### What to do
The expected response is a copy of every line in the entries below that includes the word "pointer".

### Task data

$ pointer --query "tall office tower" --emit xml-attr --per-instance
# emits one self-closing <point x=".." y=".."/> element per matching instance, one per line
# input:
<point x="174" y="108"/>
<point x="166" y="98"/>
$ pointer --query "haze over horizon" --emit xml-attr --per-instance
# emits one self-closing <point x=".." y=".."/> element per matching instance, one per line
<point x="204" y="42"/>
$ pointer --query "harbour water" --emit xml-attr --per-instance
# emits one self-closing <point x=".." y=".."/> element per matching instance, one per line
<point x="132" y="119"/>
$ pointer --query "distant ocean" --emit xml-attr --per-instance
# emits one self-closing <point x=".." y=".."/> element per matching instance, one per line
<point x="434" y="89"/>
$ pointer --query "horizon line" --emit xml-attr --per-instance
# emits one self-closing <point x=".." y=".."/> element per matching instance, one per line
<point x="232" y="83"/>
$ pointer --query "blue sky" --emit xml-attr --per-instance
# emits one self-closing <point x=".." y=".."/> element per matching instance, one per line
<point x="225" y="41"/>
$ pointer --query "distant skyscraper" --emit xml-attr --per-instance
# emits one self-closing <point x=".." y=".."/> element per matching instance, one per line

...

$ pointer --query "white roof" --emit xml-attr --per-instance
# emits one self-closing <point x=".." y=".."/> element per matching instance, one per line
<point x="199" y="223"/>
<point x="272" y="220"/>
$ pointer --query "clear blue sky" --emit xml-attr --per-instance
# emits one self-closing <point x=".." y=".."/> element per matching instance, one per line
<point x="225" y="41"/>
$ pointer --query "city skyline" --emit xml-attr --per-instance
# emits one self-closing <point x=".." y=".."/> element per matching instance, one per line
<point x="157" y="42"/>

### Reply
$ pointer --query "tall office tower" --emit xml-attr --per-instance
$ pointer --query "haze over horizon" --emit xml-attr --per-instance
$ pointer --query "harbour water" --emit xml-attr --per-instance
$ pointer --query "distant ocean" --emit xml-attr --per-instance
$ pointer --query "horizon line" --emit xml-attr --per-instance
$ pointer --query "blue sky" --emit xml-attr --per-instance
$ pointer --query "distant skyscraper" --emit xml-attr --per-instance
$ pointer --query "white roof" --emit xml-attr --per-instance
$ pointer --query "clear blue sky" --emit xml-attr --per-instance
$ pointer --query "city skyline" --emit xml-attr --per-instance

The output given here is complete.